■ Dataset records:
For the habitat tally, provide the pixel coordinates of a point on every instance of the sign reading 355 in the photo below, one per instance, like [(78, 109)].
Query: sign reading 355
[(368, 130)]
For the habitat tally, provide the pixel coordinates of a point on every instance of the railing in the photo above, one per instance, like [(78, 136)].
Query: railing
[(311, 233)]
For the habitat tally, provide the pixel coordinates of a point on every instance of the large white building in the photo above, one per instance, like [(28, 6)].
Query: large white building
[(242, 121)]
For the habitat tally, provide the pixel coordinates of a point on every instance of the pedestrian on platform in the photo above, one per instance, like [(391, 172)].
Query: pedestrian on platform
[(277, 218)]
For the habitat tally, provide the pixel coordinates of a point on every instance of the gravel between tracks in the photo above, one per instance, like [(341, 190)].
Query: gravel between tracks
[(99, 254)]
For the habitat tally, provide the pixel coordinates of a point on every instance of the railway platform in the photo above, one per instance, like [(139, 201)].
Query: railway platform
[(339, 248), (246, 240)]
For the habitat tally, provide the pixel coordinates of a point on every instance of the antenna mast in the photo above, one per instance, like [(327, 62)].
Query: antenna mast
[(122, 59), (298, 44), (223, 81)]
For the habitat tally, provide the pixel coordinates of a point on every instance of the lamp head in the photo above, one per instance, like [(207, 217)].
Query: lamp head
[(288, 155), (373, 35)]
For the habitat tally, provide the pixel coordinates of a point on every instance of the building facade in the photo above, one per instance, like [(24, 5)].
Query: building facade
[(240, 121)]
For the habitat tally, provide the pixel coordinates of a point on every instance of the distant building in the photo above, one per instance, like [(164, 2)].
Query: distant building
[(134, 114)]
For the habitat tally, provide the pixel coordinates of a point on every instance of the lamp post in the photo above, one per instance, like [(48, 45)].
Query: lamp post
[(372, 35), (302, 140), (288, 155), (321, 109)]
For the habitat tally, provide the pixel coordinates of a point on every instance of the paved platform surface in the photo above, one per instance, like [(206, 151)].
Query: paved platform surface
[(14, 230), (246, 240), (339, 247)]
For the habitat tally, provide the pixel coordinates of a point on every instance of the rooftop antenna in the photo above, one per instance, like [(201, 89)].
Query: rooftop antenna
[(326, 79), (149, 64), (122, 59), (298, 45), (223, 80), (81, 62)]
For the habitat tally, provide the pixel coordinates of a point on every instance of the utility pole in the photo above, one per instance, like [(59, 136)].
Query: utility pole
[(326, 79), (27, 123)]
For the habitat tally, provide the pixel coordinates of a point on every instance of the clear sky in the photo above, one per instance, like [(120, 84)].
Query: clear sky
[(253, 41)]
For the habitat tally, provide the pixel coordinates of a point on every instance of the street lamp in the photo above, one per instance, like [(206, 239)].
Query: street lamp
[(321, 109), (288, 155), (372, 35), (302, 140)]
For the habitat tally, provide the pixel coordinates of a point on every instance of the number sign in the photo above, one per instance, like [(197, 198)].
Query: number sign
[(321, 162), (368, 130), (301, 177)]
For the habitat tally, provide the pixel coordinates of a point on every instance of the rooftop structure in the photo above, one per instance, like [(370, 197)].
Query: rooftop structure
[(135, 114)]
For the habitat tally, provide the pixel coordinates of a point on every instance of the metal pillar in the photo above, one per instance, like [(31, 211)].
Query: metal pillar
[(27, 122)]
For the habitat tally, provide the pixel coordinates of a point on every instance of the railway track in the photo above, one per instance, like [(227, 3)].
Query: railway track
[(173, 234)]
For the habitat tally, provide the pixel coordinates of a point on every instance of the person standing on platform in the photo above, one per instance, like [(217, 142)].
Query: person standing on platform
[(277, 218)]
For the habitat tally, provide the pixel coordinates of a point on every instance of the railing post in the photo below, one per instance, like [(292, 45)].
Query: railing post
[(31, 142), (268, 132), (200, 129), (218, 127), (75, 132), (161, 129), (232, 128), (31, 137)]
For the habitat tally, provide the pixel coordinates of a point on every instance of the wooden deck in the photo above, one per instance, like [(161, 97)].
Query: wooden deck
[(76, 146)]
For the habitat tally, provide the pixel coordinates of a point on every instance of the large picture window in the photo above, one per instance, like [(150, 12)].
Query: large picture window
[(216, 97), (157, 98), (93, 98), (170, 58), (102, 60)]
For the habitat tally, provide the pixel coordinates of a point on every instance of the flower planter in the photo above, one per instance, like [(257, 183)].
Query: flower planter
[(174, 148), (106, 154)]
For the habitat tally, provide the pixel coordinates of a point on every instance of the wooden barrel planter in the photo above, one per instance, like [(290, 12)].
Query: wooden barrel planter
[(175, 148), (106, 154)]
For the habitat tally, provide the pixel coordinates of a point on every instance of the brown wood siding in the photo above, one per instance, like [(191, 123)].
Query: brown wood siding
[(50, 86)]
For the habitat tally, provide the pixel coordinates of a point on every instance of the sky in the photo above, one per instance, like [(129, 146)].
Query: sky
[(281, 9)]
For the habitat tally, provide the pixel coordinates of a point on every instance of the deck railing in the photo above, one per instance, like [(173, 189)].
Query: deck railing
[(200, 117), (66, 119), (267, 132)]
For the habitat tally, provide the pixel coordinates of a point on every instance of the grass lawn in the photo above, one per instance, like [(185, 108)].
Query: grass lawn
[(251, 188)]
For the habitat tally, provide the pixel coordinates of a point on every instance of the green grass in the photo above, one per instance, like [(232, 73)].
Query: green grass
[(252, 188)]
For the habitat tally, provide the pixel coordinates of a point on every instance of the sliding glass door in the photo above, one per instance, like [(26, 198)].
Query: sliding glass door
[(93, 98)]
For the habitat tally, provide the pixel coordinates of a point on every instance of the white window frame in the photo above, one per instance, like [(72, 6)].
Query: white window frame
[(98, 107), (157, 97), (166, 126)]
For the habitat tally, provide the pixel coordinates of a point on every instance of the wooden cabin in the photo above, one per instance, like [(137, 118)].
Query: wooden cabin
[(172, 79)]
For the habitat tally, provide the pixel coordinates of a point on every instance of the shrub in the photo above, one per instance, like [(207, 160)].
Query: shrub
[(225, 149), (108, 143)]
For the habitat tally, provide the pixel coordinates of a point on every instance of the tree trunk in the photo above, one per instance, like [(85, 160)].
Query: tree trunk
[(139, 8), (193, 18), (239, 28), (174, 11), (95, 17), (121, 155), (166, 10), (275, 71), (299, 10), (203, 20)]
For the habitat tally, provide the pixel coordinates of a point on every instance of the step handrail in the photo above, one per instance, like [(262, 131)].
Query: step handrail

---

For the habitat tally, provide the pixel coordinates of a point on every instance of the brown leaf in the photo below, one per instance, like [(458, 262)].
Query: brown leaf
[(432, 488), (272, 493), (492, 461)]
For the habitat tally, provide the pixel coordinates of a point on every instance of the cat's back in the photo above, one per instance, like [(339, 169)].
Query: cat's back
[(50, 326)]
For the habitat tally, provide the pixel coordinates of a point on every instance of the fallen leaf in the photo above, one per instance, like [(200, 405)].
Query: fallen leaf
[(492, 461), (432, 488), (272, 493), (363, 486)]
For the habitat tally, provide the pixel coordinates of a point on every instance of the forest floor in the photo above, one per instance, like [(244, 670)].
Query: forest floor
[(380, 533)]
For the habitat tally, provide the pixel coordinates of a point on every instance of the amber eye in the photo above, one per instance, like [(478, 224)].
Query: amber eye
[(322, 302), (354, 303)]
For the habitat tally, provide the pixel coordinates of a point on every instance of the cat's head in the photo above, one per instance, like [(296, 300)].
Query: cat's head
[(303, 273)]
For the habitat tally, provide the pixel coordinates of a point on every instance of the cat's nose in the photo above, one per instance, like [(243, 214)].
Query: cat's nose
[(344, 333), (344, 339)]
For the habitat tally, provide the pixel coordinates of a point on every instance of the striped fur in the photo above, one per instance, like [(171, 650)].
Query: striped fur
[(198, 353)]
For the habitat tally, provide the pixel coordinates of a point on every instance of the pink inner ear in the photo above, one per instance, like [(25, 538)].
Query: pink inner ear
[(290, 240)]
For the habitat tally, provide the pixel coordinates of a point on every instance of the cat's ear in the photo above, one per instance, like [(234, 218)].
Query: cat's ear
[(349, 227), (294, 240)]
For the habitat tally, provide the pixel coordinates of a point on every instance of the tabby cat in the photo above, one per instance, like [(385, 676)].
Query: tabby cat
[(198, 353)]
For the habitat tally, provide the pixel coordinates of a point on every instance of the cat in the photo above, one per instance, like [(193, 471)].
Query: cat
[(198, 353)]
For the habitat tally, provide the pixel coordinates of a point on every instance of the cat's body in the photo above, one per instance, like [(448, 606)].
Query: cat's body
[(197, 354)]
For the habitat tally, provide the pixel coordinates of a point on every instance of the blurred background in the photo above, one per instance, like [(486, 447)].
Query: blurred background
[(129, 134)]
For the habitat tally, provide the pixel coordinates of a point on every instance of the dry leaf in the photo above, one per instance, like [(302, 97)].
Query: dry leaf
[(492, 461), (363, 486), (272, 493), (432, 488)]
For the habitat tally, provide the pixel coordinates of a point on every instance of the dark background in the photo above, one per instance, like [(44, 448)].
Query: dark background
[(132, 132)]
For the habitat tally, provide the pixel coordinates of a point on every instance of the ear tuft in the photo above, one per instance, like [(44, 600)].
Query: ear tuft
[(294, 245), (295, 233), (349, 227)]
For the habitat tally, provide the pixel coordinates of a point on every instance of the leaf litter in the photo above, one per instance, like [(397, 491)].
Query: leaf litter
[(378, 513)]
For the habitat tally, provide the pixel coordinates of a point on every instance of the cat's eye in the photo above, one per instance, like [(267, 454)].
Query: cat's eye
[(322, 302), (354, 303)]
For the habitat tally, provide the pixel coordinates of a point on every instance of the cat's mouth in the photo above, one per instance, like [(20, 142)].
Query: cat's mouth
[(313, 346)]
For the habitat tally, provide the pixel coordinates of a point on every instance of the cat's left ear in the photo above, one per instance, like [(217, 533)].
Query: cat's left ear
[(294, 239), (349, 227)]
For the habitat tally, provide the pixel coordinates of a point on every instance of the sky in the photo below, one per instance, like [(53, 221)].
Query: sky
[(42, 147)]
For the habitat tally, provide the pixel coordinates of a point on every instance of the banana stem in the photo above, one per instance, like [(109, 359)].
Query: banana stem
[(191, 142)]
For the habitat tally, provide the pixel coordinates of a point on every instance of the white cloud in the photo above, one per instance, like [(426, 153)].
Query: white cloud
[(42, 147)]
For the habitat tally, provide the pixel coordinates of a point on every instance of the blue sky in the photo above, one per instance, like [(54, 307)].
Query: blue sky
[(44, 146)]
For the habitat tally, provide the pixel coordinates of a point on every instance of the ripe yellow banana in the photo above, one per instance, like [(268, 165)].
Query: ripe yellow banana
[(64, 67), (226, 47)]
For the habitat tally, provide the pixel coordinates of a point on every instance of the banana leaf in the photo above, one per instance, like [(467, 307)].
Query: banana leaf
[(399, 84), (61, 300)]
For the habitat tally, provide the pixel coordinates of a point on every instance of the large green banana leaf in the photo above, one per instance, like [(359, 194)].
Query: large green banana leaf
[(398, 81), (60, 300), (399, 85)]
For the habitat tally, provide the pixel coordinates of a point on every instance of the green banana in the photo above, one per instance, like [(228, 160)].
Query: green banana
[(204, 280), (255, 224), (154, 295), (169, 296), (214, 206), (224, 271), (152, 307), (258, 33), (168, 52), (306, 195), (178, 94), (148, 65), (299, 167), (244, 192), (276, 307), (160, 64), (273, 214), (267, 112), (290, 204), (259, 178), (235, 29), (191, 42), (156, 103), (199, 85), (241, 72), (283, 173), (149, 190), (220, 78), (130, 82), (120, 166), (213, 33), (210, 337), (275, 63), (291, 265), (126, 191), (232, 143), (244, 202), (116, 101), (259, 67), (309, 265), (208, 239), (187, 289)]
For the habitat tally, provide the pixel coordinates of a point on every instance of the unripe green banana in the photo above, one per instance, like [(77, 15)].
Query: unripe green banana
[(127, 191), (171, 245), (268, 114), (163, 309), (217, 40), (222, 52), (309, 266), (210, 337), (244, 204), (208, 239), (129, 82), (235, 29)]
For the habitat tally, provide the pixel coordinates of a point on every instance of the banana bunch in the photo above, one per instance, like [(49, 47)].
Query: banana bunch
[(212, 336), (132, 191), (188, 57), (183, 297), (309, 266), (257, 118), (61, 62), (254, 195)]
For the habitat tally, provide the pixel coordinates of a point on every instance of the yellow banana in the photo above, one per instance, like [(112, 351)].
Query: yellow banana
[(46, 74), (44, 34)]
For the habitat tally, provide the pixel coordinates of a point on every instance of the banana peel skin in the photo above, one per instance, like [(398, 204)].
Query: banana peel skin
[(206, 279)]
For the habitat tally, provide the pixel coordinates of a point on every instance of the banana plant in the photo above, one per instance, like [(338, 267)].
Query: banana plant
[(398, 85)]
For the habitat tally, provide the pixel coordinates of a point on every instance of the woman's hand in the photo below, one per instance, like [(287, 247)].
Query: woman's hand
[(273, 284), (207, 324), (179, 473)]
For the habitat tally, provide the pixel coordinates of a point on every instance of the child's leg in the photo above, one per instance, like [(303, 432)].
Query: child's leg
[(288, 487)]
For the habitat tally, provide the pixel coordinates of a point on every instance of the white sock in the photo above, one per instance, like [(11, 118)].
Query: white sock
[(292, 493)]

==

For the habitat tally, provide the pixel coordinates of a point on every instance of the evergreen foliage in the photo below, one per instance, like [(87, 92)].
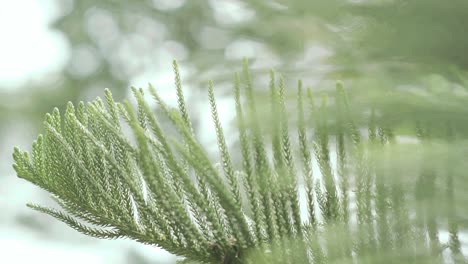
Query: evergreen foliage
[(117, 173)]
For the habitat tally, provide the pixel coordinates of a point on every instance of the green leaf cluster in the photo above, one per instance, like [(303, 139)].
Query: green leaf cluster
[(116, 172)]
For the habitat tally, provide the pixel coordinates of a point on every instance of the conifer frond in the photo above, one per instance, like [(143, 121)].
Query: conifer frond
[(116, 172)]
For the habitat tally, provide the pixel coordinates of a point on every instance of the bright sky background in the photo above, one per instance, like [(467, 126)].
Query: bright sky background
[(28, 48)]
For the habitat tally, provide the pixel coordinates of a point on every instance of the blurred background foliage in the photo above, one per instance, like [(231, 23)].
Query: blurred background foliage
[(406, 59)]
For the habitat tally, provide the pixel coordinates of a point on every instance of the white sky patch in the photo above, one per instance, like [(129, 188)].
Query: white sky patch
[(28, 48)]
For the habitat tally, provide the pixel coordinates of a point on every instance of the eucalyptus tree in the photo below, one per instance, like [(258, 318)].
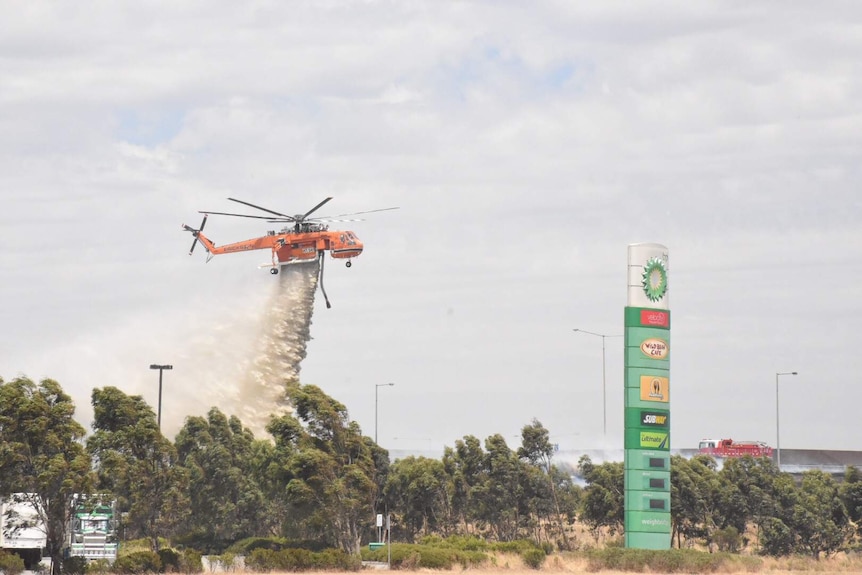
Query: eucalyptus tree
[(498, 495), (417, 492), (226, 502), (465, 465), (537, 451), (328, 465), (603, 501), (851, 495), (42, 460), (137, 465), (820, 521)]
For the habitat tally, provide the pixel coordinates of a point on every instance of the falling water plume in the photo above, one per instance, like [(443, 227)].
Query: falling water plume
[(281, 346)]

■ Work item:
Find and copy every line in the entries above where the string "handrail" occurs.

■ Solution for this exercise:
For the habitat tally, provide the pixel coordinates of a point on every instance of the step handrail in the photo above, one per instance, like [(262, 131)].
Query: step handrail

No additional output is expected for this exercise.